--- Begin INPUT RECORDS ---

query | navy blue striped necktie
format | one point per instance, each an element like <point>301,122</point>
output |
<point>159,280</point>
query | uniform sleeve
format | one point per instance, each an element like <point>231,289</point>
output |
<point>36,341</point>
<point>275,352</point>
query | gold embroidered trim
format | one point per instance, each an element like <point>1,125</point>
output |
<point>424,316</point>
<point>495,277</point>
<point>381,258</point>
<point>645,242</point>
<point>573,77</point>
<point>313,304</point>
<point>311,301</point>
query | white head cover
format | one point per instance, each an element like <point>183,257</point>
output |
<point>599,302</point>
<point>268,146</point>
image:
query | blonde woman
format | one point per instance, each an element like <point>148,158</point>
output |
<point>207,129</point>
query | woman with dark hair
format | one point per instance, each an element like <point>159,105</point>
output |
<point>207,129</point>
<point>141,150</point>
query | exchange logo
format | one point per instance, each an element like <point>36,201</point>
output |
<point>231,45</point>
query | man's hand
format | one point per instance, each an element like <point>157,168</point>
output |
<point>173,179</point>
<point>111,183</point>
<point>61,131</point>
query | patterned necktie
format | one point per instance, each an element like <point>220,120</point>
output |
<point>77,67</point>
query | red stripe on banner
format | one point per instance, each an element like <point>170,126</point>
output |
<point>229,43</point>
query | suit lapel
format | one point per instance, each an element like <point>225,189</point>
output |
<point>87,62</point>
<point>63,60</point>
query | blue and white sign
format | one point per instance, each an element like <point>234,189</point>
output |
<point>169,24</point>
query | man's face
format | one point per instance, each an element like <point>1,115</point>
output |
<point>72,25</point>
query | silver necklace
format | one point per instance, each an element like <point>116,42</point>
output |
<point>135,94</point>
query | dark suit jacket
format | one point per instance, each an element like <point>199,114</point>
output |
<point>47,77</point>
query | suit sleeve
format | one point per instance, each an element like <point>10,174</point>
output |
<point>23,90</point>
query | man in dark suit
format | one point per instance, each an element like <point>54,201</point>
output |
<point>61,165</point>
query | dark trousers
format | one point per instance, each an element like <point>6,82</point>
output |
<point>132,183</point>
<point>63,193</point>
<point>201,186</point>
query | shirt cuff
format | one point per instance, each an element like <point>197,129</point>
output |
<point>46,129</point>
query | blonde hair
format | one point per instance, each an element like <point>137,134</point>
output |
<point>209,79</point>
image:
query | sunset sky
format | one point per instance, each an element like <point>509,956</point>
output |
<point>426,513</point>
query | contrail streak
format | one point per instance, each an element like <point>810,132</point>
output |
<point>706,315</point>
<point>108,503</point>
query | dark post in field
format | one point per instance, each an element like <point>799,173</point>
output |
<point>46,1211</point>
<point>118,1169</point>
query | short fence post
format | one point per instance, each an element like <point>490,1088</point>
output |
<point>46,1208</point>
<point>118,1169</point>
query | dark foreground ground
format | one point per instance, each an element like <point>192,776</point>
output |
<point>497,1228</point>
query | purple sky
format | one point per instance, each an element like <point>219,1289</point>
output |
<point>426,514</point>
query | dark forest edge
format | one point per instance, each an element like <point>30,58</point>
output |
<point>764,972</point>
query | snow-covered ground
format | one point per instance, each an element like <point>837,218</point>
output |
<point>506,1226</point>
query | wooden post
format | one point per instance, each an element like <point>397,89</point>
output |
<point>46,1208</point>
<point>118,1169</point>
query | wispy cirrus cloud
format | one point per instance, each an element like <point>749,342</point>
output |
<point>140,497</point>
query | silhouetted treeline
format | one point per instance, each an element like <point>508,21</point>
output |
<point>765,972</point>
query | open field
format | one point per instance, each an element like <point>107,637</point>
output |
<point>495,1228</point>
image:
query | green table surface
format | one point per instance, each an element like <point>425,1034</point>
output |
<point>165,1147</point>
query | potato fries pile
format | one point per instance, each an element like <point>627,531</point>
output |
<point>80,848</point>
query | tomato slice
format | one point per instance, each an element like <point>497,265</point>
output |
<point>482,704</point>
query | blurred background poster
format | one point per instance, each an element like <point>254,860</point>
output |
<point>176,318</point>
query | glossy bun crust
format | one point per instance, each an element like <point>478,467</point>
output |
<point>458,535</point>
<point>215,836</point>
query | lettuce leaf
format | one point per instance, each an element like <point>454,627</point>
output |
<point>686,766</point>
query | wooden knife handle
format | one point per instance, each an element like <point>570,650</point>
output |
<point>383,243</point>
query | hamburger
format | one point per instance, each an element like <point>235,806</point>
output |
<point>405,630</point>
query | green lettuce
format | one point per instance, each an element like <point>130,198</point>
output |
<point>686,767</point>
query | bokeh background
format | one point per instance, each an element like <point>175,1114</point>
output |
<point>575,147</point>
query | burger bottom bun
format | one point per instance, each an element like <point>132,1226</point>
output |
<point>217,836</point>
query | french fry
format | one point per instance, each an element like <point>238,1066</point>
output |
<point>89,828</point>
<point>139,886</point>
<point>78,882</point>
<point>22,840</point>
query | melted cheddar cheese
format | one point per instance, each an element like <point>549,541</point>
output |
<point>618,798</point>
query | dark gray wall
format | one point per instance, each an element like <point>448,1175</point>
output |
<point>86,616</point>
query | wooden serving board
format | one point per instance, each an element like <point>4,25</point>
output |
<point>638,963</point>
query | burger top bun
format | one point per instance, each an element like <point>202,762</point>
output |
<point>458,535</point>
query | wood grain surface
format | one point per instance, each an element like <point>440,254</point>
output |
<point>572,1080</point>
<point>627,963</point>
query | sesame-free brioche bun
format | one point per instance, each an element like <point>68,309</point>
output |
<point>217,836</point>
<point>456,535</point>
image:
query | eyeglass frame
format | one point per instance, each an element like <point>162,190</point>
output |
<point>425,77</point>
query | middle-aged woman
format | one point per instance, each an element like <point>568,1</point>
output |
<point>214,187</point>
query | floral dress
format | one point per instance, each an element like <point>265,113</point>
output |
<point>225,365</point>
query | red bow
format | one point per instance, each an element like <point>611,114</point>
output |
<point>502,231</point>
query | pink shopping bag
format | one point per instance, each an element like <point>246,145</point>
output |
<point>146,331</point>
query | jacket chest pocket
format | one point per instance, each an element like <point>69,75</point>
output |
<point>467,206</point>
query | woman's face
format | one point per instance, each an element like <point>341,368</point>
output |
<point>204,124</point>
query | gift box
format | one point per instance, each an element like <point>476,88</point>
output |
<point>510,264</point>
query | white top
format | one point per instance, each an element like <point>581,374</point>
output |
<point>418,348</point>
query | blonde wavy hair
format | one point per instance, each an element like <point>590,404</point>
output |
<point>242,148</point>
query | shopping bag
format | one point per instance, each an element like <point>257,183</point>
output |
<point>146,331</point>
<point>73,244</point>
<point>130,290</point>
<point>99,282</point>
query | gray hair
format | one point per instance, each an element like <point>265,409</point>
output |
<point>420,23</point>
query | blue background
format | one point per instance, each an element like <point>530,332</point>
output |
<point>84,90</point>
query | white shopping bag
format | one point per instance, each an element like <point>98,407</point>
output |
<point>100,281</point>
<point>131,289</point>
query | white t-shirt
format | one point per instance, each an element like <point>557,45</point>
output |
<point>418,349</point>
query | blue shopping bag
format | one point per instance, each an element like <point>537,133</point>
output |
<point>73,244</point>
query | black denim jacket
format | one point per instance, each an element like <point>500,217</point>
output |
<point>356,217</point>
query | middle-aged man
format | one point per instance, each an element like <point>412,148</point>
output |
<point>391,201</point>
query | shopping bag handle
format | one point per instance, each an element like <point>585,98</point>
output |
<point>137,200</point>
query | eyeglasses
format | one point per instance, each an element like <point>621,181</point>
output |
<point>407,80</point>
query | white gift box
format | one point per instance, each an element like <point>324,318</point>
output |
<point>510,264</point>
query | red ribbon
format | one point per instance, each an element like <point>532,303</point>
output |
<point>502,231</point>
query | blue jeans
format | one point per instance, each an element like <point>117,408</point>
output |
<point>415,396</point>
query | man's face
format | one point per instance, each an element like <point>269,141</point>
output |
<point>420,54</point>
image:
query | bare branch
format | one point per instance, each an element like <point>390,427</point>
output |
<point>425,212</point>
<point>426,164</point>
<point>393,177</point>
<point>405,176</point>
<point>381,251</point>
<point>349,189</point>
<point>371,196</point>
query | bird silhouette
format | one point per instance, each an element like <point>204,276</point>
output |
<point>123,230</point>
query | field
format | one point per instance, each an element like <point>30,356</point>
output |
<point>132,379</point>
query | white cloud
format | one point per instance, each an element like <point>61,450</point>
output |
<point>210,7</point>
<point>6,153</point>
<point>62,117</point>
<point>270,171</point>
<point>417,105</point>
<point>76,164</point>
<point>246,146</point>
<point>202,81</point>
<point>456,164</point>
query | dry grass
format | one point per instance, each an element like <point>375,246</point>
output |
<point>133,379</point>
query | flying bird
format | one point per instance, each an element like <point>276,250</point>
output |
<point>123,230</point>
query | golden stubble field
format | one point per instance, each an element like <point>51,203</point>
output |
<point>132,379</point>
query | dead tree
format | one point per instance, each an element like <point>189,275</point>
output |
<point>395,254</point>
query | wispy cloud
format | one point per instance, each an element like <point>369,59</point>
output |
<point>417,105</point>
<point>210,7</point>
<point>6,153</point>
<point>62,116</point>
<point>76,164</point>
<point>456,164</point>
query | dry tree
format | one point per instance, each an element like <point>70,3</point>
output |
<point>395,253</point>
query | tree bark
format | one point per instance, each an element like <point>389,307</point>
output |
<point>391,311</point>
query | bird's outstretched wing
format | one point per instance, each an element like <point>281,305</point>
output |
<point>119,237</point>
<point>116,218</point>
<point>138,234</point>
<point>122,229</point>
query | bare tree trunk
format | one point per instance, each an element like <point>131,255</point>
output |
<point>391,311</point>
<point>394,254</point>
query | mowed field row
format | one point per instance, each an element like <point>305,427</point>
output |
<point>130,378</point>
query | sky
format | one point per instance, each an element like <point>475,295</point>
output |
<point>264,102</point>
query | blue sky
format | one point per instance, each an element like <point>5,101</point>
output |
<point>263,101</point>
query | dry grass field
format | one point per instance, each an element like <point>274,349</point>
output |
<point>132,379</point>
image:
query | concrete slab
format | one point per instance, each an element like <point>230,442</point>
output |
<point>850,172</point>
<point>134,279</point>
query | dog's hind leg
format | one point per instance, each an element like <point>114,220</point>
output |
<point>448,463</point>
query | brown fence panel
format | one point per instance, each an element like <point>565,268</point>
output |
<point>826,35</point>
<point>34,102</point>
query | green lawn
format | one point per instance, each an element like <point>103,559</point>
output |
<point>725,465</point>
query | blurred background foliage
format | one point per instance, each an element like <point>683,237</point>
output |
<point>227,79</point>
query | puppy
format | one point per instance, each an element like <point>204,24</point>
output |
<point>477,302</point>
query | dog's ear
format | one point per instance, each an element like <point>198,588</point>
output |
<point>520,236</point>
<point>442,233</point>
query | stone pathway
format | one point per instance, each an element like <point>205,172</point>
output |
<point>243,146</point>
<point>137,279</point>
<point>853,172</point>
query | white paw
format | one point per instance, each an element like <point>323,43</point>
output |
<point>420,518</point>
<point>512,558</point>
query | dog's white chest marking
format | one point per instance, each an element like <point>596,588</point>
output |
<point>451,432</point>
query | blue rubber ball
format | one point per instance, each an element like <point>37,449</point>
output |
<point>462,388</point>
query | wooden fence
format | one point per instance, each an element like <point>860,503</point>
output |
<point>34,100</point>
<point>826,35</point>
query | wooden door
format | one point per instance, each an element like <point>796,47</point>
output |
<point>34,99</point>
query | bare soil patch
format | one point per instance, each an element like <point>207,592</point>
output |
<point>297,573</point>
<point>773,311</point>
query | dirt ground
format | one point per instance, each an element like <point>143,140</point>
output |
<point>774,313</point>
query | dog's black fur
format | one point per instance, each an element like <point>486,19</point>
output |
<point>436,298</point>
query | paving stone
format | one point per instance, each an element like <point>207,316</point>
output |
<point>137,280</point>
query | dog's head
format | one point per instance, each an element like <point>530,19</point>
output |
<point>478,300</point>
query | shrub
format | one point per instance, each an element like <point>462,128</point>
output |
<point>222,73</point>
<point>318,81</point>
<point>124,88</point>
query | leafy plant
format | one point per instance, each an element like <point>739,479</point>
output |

--- End INPUT RECORDS ---

[TASK PROMPT]
Copy out, unchanged, the stretch from the start of the records through the line containing "<point>275,352</point>", with both ends included.

[FINAL ANSWER]
query | navy blue striped necktie
format | one point per instance, each an element like <point>301,122</point>
output |
<point>159,280</point>
query | uniform sleeve
format | one point per instance, each an element like <point>231,289</point>
output |
<point>36,341</point>
<point>275,352</point>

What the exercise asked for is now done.